# Task:
Extract the lines from the start of the records through the line containing "45 57 L 43 55", both included, and reproduce them without any change.

# Data:
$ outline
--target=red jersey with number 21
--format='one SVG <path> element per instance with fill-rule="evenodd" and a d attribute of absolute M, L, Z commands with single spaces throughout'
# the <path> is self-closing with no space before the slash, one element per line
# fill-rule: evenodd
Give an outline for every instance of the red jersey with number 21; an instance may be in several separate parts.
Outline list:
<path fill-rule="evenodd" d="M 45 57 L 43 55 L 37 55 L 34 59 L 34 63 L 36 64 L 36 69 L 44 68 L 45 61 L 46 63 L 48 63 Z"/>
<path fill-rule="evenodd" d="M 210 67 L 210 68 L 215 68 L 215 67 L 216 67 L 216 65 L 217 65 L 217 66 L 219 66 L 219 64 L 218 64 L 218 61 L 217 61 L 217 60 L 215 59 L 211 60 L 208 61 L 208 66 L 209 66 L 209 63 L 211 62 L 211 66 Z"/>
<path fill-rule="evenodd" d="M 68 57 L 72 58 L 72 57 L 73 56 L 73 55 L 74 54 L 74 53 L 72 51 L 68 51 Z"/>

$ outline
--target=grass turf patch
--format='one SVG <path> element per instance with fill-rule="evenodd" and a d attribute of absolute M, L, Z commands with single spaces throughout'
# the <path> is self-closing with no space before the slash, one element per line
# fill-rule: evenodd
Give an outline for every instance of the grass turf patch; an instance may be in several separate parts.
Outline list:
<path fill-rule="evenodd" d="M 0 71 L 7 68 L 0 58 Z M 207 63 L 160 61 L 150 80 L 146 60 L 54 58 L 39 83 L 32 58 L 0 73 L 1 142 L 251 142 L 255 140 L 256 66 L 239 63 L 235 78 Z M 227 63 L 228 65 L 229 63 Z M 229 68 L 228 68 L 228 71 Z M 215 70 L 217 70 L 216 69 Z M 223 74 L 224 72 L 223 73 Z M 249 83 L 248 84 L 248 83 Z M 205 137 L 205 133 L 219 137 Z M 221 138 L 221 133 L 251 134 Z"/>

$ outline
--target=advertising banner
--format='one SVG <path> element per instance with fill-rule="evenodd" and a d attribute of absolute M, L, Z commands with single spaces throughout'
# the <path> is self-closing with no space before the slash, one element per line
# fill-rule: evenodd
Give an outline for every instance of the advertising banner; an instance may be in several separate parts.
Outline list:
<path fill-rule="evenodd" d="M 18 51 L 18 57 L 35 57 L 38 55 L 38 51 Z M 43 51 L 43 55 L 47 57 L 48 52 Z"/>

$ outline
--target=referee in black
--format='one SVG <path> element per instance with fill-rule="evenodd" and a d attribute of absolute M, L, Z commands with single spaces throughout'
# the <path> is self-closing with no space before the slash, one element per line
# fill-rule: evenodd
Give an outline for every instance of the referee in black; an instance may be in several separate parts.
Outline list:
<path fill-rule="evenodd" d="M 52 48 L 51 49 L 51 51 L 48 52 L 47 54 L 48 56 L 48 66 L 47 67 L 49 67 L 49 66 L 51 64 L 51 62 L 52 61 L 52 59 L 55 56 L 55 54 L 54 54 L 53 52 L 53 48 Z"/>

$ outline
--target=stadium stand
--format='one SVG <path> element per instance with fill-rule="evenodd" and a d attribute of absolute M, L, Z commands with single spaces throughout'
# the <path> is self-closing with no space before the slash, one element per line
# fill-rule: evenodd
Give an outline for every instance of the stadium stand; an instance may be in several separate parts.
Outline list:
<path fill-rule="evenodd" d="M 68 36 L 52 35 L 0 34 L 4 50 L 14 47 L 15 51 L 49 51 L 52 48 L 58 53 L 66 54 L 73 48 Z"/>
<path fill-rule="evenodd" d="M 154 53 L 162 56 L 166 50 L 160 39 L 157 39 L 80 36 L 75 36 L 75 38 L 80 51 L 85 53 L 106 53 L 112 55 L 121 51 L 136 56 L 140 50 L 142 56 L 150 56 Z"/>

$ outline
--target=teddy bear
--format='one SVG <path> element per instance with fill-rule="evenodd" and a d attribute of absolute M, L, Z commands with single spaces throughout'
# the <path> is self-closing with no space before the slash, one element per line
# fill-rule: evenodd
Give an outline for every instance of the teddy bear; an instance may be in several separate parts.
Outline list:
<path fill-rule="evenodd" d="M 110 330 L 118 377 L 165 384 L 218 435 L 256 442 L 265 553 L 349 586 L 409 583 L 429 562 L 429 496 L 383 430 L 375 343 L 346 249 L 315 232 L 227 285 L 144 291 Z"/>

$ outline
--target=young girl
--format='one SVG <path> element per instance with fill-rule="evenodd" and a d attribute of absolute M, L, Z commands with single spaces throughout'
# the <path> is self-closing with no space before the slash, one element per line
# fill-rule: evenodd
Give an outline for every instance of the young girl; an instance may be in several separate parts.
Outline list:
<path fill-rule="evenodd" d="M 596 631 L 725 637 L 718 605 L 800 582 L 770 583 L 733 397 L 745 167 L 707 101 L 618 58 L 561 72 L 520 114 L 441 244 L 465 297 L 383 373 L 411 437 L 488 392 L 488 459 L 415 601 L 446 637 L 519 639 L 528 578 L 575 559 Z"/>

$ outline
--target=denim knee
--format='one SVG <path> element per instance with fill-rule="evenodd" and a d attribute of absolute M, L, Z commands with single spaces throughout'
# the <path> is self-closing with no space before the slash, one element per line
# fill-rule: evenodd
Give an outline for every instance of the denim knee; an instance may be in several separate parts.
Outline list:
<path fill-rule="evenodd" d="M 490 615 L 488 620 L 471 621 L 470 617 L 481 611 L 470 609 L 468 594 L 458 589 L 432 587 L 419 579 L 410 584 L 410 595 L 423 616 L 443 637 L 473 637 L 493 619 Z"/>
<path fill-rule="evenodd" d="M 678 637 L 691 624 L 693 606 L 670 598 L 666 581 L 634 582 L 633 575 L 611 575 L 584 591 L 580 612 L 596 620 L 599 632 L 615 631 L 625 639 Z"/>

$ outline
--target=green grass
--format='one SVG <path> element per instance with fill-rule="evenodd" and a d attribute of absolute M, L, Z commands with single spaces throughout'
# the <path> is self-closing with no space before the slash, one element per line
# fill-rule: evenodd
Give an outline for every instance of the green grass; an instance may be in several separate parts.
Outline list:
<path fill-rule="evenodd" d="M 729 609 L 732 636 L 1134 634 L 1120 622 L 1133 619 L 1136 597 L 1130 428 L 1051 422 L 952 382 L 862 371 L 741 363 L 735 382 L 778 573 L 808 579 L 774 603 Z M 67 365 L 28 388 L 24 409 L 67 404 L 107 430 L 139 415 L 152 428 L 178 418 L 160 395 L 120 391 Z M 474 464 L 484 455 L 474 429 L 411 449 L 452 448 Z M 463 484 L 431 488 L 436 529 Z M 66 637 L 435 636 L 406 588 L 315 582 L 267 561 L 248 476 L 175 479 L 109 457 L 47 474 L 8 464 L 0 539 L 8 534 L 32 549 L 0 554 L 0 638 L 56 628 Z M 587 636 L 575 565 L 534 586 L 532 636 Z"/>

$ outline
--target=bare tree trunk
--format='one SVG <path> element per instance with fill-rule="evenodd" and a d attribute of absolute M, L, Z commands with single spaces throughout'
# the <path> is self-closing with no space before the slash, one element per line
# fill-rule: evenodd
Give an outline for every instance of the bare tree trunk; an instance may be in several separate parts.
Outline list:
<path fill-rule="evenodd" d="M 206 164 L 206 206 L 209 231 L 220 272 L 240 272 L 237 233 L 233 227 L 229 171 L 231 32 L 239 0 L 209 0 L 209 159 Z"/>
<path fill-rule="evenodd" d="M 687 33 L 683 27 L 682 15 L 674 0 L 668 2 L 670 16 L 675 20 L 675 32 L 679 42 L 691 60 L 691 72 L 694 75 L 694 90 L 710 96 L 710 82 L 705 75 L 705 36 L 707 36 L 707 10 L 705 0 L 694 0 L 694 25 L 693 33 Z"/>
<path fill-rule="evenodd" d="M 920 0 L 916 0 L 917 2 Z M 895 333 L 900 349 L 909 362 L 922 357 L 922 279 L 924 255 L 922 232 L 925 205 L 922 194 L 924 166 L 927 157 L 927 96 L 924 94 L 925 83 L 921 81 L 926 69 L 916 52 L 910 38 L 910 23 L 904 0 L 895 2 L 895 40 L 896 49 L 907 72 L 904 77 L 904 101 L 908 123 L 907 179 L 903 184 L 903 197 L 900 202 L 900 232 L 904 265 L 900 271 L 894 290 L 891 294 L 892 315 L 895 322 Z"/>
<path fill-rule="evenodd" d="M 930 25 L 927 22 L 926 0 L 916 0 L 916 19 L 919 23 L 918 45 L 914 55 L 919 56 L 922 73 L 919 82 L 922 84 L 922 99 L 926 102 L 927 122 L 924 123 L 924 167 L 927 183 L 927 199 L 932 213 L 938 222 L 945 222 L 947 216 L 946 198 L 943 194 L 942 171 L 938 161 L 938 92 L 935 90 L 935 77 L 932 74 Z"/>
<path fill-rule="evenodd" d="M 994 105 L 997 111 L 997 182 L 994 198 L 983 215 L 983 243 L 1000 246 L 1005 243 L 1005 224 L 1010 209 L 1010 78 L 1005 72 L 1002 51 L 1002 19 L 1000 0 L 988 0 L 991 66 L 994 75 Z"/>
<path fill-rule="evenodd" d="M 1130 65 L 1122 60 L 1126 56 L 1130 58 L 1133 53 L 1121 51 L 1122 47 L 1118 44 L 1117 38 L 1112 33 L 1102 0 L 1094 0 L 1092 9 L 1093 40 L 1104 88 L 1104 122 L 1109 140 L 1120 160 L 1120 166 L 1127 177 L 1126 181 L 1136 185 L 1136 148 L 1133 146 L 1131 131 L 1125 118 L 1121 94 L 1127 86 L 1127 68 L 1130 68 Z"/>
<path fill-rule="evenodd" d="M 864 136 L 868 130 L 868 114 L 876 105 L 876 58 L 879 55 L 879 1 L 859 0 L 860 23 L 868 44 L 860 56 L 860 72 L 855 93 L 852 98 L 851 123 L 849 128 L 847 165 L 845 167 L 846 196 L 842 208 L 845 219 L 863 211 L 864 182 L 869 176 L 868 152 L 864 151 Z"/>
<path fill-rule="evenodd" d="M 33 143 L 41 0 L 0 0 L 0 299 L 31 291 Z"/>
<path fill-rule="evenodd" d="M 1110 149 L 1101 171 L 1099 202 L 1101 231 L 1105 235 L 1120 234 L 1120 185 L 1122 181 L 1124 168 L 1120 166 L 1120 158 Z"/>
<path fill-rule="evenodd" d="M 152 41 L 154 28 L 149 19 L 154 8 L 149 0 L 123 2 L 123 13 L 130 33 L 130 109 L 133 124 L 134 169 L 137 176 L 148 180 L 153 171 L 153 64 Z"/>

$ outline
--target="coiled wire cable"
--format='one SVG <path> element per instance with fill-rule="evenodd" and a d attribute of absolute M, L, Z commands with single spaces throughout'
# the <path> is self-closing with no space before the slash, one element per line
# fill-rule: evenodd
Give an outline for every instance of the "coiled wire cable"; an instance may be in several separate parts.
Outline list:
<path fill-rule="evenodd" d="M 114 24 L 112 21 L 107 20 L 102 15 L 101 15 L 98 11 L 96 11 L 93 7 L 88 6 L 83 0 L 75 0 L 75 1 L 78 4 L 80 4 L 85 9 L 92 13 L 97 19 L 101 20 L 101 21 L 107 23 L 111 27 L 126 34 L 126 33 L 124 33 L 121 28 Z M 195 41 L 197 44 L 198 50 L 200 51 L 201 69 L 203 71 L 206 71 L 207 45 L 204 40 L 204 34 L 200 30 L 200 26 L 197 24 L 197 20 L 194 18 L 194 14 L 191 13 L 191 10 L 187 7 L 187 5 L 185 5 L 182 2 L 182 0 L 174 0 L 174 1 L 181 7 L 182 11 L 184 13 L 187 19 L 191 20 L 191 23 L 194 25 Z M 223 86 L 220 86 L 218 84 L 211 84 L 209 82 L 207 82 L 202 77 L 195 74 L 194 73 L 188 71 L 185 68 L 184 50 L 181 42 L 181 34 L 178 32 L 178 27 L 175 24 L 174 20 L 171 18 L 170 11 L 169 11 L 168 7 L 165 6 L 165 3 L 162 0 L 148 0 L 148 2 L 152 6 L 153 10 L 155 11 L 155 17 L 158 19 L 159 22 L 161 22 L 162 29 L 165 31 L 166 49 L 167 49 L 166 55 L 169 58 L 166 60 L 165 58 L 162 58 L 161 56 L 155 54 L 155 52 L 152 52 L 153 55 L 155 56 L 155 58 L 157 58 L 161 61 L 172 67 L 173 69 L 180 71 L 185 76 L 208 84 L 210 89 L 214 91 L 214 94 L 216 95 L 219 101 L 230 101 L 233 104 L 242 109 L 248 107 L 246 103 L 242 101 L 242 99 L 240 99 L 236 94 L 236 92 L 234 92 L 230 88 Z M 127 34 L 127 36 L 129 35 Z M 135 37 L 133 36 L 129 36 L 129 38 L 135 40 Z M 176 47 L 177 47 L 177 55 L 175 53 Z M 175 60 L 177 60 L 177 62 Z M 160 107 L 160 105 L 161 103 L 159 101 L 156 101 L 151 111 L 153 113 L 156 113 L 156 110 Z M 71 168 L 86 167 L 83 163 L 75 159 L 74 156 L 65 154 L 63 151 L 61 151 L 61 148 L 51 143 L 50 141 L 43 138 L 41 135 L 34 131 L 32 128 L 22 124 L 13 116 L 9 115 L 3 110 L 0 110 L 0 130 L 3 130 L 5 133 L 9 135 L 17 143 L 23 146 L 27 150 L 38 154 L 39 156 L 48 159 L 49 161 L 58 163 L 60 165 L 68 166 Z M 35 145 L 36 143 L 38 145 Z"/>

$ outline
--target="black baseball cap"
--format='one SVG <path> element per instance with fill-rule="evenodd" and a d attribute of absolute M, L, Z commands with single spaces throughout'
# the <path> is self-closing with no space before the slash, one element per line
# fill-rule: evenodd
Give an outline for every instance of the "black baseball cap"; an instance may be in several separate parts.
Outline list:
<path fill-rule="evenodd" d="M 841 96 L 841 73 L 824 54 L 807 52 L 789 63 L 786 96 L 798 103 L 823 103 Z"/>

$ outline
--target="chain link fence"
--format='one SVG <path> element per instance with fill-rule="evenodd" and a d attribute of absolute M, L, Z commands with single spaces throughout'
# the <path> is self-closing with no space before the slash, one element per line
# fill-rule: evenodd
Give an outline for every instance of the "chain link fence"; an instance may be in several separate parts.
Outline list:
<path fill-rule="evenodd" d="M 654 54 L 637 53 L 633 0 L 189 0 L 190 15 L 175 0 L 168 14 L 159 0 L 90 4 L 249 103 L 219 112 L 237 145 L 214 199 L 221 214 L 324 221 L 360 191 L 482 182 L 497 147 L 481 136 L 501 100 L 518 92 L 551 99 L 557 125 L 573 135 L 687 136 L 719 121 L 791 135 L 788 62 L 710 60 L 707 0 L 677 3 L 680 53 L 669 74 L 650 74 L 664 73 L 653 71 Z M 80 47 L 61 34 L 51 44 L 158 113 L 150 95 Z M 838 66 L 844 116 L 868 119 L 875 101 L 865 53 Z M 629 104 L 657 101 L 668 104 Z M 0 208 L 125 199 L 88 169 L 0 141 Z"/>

# Task result:
$ outline
--target=red jersey with number 21
--format='one SVG <path> element per instance with fill-rule="evenodd" and a d attribute of absolute M, L, Z commands with single spaces throughout'
# the <path> is self-closing with no space before the slash, one element per line
# fill-rule: evenodd
Give an outline for every instance of the red jersey with number 21; an instance may be in several separate parts.
Outline list:
<path fill-rule="evenodd" d="M 45 57 L 43 55 L 37 55 L 34 59 L 34 63 L 36 64 L 36 69 L 44 68 L 45 61 L 46 63 L 48 63 Z"/>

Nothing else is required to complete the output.